§ **What you need to do**
In the entries below, how many lines hold the string "every"? Answer with the number only.

§ **Dataset items**
═══

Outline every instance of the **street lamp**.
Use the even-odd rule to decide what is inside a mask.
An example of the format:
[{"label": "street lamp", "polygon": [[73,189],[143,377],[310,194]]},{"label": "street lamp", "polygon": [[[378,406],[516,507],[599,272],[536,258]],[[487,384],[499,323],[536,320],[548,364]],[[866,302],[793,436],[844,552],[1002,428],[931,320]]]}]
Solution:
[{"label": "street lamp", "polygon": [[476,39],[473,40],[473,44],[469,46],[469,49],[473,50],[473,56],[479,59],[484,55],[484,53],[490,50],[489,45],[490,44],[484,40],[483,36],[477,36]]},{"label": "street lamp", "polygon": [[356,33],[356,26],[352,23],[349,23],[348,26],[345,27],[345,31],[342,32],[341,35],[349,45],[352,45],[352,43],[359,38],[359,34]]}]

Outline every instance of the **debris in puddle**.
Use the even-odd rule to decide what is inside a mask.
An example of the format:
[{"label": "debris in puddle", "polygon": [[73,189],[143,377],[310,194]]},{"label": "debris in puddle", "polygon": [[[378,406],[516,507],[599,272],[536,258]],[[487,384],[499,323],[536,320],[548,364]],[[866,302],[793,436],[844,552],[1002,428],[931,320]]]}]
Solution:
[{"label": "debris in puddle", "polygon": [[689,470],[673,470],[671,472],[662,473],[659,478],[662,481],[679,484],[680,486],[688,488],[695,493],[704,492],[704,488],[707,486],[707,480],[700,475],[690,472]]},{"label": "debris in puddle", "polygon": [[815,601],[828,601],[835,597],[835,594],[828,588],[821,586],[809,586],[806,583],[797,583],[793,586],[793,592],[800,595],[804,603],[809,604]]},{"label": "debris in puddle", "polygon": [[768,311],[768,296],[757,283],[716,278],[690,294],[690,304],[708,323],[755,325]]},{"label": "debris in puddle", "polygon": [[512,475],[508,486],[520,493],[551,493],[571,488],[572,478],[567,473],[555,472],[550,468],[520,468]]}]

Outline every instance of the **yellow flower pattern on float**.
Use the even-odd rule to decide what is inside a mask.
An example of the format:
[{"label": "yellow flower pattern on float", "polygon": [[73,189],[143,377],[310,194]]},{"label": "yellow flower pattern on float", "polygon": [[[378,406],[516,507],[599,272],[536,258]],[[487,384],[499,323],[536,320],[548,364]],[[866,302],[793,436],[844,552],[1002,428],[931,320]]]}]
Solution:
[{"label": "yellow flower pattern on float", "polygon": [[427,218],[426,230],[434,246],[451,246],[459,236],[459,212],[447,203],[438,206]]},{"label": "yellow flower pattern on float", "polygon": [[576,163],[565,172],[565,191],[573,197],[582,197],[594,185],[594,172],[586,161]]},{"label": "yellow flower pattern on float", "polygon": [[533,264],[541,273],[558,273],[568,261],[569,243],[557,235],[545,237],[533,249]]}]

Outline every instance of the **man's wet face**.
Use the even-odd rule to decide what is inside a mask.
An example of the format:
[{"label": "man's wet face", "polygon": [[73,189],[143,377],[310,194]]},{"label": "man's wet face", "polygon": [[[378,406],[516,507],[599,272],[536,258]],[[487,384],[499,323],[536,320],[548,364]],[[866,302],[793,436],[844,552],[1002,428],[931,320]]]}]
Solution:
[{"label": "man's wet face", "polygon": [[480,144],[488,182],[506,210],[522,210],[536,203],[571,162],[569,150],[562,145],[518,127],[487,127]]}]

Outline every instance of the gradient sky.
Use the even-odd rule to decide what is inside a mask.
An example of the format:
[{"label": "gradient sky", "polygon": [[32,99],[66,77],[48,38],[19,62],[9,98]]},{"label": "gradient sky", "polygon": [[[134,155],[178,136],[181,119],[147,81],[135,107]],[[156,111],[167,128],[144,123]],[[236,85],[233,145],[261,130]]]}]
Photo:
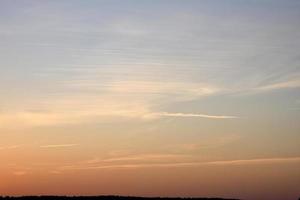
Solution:
[{"label": "gradient sky", "polygon": [[0,0],[0,194],[300,196],[300,1]]}]

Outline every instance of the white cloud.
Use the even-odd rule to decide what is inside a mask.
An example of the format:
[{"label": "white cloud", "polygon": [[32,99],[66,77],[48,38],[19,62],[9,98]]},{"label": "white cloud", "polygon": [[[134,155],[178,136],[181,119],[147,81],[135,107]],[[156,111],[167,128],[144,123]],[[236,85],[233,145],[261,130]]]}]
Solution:
[{"label": "white cloud", "polygon": [[208,118],[208,119],[235,119],[239,118],[237,116],[229,115],[207,115],[199,113],[169,113],[169,112],[160,112],[160,113],[151,113],[150,116],[162,116],[162,117],[199,117],[199,118]]}]

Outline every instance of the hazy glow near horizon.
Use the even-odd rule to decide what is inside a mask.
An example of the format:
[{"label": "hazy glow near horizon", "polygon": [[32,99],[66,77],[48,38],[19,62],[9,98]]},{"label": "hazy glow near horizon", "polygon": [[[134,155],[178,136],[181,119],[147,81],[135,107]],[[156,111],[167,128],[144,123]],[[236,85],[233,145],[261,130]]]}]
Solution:
[{"label": "hazy glow near horizon", "polygon": [[296,199],[297,0],[0,1],[0,195]]}]

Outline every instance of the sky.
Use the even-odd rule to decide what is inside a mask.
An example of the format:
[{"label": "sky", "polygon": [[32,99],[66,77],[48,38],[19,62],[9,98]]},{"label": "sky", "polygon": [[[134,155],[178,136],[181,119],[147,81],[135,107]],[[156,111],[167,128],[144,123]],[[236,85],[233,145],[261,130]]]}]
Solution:
[{"label": "sky", "polygon": [[0,194],[300,197],[298,0],[1,0]]}]

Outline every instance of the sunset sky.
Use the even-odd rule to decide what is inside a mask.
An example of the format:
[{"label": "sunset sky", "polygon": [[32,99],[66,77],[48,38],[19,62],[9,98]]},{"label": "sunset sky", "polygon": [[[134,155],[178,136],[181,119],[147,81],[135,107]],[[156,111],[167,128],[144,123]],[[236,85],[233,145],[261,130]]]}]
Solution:
[{"label": "sunset sky", "polygon": [[300,197],[299,0],[0,0],[0,195]]}]

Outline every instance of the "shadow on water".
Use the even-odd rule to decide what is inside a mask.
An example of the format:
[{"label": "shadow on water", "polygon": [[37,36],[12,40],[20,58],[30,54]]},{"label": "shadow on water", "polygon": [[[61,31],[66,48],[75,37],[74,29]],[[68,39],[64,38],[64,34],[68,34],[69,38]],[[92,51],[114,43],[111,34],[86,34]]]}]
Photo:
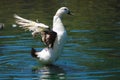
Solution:
[{"label": "shadow on water", "polygon": [[66,80],[66,73],[60,66],[50,65],[50,66],[39,66],[34,68],[33,73],[38,74],[40,80]]}]

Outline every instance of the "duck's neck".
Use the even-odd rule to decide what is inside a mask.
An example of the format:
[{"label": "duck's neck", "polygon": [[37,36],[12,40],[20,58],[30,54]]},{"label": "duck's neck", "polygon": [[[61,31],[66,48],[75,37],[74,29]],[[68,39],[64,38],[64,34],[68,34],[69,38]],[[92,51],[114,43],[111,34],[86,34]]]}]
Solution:
[{"label": "duck's neck", "polygon": [[56,32],[65,31],[61,18],[62,18],[62,15],[57,13],[53,17],[53,31],[56,31]]}]

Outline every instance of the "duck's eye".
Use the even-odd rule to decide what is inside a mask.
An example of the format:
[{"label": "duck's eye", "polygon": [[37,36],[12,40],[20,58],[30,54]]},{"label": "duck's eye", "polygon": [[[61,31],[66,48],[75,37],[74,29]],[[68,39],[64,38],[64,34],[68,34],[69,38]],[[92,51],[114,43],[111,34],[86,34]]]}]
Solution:
[{"label": "duck's eye", "polygon": [[64,9],[65,11],[67,10],[67,9]]}]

═══

§ **Output for this exercise**
12